======== Dataset
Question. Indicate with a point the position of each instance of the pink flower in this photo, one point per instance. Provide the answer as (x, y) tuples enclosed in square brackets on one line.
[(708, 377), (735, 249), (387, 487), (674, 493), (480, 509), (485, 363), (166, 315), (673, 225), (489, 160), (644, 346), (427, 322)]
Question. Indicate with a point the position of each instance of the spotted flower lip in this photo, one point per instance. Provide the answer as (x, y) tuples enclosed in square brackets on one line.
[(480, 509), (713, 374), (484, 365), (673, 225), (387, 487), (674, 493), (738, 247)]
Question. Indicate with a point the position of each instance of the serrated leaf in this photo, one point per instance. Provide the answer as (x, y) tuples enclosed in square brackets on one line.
================
======== Dataset
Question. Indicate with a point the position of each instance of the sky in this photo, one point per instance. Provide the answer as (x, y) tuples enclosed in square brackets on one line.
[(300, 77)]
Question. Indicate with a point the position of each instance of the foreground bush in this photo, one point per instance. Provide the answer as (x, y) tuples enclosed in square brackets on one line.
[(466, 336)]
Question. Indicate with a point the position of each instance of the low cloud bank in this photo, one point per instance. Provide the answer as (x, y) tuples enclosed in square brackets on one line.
================
=== Your objective ===
In the part of the listing that opens with the line containing "of the pink" and closes with the line containing "of the serrated", replace "instance" with "occurrence" and leave everything else unchanged. Write out only those lines.

=== Reply ===
Question. Indicate with a point the position of each occurrence of the pink flower in this photo, one point per occurrence. Provide the answer as (x, y) tuples enclosed in square brackets on one line.
[(708, 377), (735, 249), (387, 487), (674, 493), (480, 509), (485, 363), (166, 315), (673, 225), (489, 160), (644, 346), (427, 322)]
Question. Indicate with a point the position of each occurrence of the spotted flower lip in this photo, one point per occurrence. Provide the answer as (x, y) tuples enclosed in square brackets on one line.
[(480, 509), (713, 374), (484, 365), (673, 225), (387, 487), (674, 493), (738, 247)]
Question. Indicate with a point the position of each occurrence of the serrated leaf in this photo, one point per occurrence. Provide the answer as (x, y) tuples enclosed in square brackets on one line.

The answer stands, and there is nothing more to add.